■ Problem details
Retype every entry word for word.

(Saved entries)
** start **

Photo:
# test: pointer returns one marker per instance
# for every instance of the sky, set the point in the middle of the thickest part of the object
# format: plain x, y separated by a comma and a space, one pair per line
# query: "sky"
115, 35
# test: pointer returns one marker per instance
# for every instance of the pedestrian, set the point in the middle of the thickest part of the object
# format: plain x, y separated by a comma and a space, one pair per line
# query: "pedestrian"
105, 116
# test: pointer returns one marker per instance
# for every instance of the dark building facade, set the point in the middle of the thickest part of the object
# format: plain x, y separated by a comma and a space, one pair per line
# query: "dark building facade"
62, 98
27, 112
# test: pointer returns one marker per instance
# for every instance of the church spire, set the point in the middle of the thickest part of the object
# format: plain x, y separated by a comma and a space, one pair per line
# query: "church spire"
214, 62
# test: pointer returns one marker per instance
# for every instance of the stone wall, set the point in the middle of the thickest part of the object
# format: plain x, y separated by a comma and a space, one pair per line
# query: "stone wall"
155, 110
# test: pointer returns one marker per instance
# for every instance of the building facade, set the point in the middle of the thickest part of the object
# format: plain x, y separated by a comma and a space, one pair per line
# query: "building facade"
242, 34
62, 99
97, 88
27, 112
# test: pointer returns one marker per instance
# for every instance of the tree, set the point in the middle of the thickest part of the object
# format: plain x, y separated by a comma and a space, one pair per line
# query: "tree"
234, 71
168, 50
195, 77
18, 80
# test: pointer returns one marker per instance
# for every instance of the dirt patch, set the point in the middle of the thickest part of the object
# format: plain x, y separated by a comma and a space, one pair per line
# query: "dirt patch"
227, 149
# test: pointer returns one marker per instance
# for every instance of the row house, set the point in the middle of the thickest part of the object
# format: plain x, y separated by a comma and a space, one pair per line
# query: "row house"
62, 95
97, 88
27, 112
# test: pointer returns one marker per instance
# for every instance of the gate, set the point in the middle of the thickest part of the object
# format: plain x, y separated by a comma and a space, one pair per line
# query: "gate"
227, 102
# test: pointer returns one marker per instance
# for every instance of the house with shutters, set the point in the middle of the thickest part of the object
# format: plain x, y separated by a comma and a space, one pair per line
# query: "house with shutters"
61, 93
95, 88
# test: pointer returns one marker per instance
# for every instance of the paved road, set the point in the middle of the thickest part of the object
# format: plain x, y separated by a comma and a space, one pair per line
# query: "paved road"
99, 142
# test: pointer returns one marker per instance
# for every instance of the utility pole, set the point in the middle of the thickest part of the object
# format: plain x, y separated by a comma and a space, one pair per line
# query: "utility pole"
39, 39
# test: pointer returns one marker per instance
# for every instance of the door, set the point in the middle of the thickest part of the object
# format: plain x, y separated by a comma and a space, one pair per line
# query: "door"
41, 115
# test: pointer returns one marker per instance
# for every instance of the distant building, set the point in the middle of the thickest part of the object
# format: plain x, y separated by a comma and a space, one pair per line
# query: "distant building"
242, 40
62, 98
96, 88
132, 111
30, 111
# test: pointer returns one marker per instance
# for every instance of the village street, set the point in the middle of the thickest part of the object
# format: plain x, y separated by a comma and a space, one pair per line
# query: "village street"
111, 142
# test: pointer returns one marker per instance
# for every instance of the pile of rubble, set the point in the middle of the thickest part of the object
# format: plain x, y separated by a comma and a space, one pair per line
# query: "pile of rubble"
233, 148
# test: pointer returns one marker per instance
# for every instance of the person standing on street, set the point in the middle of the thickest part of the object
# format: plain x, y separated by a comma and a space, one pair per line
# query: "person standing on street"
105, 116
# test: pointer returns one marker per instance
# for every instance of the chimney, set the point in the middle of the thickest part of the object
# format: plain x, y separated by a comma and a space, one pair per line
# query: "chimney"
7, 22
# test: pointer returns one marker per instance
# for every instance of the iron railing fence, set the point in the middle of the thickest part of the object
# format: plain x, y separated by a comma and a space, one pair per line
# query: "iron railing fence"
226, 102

** end **

■ Exercise output
Photo:
# test: pointer returns one marker per instance
# for every instance of the sky, set the point in the middle of the thickest part of the object
# format: plain x, y separated by a comma and a space, one pair per line
# query: "sky"
115, 35
# test: pointer returns one marker per instance
# for every instance of the pedestrian, set the point in the middle of the thickest part of the object
# format: plain x, y separated by a comma and a space, one pair per line
# query: "pedestrian"
105, 116
# test: pointer returns one marker per instance
# for every instance of the dark building facade, set the point in the middle of the thickest part of the object
# format: plain x, y separated by a comma and a space, one pair per line
# query: "dark building facade"
62, 98
27, 112
# test: pointer returns one marker per instance
# for every instance of the church spire, set the point in the middle of the thickest part of the object
# format: plain x, y separated by a comma and a space, one pair per line
# query: "church spire"
214, 62
# test: pointer returns one marker per instance
# for every instance of the stone wall, set the point in the middle of the thickest part of the object
# format: plain x, y separated by a comma and a space, one pair per line
# query: "stone wall"
155, 110
# test: pointer returns one marker per instance
# for every instance of the building facade, set the point in the middle of the thickest part of the object
# format: plain x, y separated by a comma and a space, one pair per line
# query: "building facade"
242, 34
62, 99
97, 88
27, 112
# test: pointer returns one marker per instance
# for every instance of the tree, set the point in the middle of the thickest part of the object
# format: plain x, y separated by a comma and a space, one pair per line
# query: "tree"
234, 71
168, 50
195, 77
18, 80
# test: pointer returns one marker per instance
# for every instance of the dirt patch, set the point in the middle of the thickest part of the object
# format: plain x, y separated by a comma and a space, one pair per line
# query: "dirt patch"
227, 149
# test: pointer returns one marker per instance
# for every instance of the row house, set the point in the middle of the thickest part of the object
# format: plain x, y separated by a comma and a space, one pair per line
# query: "row house"
62, 95
97, 88
27, 112
# test: pointer returns one marker per instance
# for every instance of the gate, set the point in the middle of the thickest part of the object
# format: plain x, y separated by a comma and a space, one pair per line
# query: "gate"
227, 102
# test: pointer returns one marker per instance
# for every instance of the house with shutters, set the point in the middle of the thickest part of the object
# format: plain x, y separated by a comma and a space, one pair per line
# query: "house with shutters"
61, 93
95, 88
# test: pointer returns one marker per instance
# for every instance of the paved road, set the point in the middle of the thickest part of the object
# format: plain x, y separated by a comma and a space, one pair per line
# query: "paved road"
99, 142
# test: pointer returns one marker per instance
# for every instance of the utility pole, set the point in the middle of the thickest part of the object
# format: plain x, y separated by a comma and a space, one pair per line
# query: "utility pole"
39, 39
# test: pointer returns one marker per instance
# for every instance of the door, set the point in the middle of the thickest part of the object
# format: plain x, y separated by a comma and a space, one pair per line
# query: "door"
41, 115
# test: pointer returns one marker per instance
# for every instance of the distant building, set the point in the middle of the thickest part of the object
# format: plain x, y separated by a comma and a space, one pair per line
# query: "distant building"
242, 40
62, 98
96, 88
132, 111
30, 111
# test: pointer returns one marker per instance
# for every instance of the village street, set the point in the middle of the thickest part of the object
# format: plain x, y separated by a comma and a space, one pair per line
# query: "village street"
111, 142
# test: pointer returns one marker per instance
# for every instance of the pile of rubble, set the point in the middle of the thickest part of the object
# format: plain x, y separated by a comma and a space, one pair per line
# query: "pile of rubble"
233, 148
# test: pointer returns one marker per instance
# for every instance of the person standing on street, set the point in the middle of the thickest part of the object
# format: plain x, y separated by a comma and a space, one pair per line
# query: "person standing on street"
105, 116
# test: pointer returns one marker per instance
# for every instance of the chimney, set the point in the middle of the thickest part of the object
# format: plain x, y separated by a comma and a space, one pair per line
# query: "chimney"
7, 22
# test: pointer returns one marker per instance
# for every instance of the iron railing fence, set the point in the middle of the thickest part of the object
# format: plain x, y separated by a comma and a space, one pair per line
# query: "iron railing fence"
226, 102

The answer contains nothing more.